* What to do *
An exact copy of the listing is what is needed; please output it in full.

* Source data *
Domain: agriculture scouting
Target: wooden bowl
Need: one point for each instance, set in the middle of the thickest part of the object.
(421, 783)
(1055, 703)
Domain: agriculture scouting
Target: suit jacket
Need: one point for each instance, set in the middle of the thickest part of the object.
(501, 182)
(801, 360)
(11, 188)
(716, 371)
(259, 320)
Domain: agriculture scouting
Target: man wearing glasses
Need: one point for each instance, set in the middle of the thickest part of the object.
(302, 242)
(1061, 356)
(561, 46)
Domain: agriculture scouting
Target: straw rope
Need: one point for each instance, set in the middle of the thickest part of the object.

* Response *
Domain: agriculture scouting
Target: wooden bowl
Need: one point for each instance, set in the middle of the thickest part of the object.
(421, 783)
(1055, 703)
Domain: agriculture scouting
Target: suit jacket
Need: one point for each instance, set in the middle of the thickest part of the object.
(501, 182)
(801, 360)
(11, 188)
(716, 371)
(259, 320)
Domain: agriculture scouting
Target: man wearing glasses
Need: one point for each instance, set in the middle of the thickest part of the object.
(302, 242)
(1061, 356)
(561, 46)
Domain: agriculture scouting
Target: straw rope
Need: one point for each instance, set in the middle of the thickest part of the object.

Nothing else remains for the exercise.